### WORK TO BE COMPLETED
Replace every "set a marker" with "place a marker" in the lines from the one containing "Practice. Find the man's" through the end of the records, inclusive, and reproduce only those lines with everything else unchanged.

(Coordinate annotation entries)

--- Start ---

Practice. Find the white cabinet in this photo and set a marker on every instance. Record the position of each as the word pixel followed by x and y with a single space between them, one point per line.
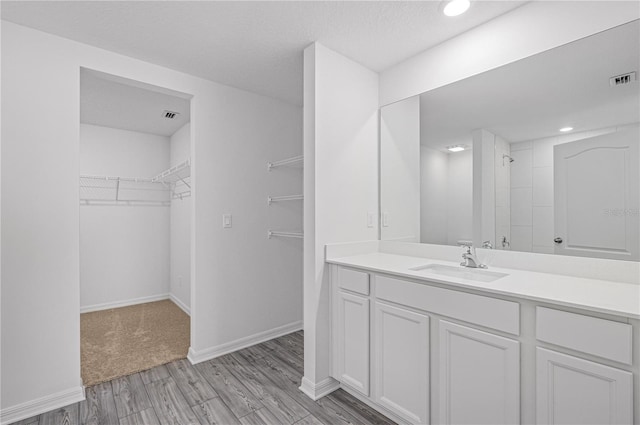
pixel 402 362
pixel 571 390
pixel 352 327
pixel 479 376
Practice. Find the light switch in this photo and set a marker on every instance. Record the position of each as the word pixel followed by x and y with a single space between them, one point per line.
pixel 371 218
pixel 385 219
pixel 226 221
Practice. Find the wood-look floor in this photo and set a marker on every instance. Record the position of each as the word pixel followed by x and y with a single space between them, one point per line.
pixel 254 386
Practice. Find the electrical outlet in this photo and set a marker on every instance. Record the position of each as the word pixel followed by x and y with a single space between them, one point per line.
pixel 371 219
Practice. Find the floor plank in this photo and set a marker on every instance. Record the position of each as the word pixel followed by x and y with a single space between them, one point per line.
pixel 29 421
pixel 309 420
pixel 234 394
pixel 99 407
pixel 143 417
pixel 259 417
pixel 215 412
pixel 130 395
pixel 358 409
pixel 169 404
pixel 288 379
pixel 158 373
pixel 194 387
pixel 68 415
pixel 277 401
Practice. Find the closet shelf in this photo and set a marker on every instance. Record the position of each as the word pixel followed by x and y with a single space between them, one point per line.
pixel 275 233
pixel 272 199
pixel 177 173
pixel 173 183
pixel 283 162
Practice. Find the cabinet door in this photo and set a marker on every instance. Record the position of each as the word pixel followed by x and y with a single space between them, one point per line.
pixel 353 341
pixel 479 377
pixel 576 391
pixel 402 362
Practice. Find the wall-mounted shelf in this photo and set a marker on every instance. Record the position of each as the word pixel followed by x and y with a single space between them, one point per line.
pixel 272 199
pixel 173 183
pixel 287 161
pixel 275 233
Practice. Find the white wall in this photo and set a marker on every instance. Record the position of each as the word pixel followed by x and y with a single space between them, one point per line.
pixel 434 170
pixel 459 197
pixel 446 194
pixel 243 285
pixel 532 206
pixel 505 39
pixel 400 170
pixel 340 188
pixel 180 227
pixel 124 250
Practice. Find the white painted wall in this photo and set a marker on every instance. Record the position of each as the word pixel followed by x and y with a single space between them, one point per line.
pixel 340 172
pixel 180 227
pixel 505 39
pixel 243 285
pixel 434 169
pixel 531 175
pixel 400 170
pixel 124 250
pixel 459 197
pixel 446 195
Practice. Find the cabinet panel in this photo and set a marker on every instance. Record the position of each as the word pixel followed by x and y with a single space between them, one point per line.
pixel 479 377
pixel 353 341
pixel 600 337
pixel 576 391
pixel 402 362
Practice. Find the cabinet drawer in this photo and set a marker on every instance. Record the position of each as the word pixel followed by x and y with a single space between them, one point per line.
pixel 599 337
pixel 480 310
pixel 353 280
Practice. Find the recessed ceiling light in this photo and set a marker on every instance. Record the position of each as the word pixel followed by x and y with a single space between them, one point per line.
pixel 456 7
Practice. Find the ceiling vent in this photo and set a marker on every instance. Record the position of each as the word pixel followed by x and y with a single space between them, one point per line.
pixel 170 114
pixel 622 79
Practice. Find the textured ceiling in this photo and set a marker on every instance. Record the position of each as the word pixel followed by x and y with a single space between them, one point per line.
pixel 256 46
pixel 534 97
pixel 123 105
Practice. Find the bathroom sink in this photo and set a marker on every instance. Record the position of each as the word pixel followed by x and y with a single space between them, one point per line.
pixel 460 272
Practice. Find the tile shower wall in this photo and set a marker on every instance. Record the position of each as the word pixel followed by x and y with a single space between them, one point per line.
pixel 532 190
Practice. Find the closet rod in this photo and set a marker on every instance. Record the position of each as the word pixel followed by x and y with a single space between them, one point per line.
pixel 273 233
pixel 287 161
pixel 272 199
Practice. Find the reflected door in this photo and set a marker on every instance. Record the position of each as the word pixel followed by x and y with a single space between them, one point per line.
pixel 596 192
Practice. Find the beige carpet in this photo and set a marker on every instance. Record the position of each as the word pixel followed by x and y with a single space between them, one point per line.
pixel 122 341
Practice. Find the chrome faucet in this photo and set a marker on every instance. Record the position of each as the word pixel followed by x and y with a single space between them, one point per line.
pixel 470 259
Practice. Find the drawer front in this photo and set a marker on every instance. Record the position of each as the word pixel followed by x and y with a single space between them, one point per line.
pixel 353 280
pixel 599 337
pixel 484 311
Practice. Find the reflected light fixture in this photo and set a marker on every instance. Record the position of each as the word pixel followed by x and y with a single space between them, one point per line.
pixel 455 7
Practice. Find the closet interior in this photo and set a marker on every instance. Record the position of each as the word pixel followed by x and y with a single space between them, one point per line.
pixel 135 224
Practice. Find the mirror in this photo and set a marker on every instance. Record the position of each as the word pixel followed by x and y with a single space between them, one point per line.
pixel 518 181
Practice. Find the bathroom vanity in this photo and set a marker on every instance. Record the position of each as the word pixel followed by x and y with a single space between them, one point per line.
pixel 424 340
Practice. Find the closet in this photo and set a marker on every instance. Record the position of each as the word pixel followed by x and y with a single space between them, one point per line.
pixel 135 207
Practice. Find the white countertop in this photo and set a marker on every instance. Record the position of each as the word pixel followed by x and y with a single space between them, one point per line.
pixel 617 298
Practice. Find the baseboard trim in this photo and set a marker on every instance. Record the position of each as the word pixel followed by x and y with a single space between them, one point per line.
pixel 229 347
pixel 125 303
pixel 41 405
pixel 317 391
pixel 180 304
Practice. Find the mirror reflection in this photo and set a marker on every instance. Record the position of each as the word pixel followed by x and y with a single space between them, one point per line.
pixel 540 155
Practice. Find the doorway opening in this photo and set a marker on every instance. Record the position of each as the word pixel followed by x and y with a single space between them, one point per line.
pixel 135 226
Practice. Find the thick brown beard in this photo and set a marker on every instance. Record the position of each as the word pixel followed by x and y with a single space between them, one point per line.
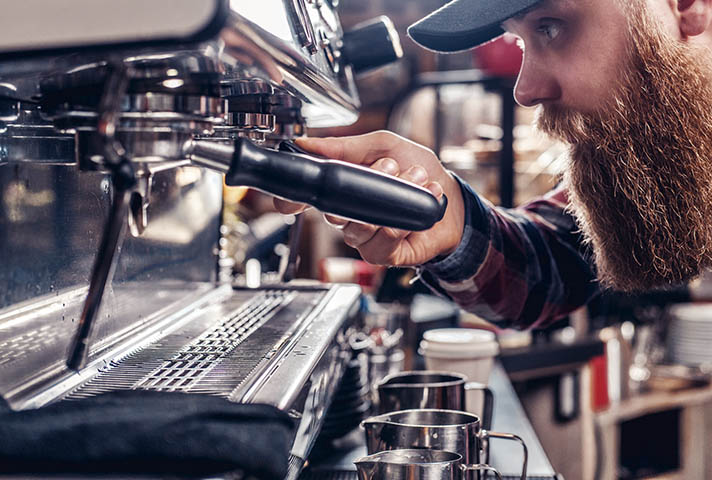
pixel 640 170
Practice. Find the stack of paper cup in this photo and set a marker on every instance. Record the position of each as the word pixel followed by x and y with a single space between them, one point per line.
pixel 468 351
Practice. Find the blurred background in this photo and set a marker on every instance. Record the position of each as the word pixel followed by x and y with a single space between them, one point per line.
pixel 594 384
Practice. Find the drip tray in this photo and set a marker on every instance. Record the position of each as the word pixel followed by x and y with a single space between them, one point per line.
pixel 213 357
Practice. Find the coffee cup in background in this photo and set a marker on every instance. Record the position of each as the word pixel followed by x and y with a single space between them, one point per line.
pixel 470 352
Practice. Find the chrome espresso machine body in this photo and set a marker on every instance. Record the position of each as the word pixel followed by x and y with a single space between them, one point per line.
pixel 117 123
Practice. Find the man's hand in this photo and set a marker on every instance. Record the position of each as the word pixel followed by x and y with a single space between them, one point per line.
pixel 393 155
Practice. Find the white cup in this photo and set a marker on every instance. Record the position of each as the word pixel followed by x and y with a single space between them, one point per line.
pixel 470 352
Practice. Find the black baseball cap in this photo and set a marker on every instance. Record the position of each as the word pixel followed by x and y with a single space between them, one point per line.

--- End ---

### SOLUTION FOR THIS EXERCISE
Practice. Find the man's hand in this photo and place a marker on every instance. Record the position of each as the word pixel followed by x and y with a single space between them, one point per line.
pixel 393 155
Practice. Find the white cup in this photo and place a marker on every instance. Record the position of each as the word pixel followed by x and y with a single space between them, one point per line.
pixel 470 352
Practice. Find the black baseball cap in this photo and place a marker on every instance. Record the position of each as the word pixel followed by x and y with a single space between them, one point per line.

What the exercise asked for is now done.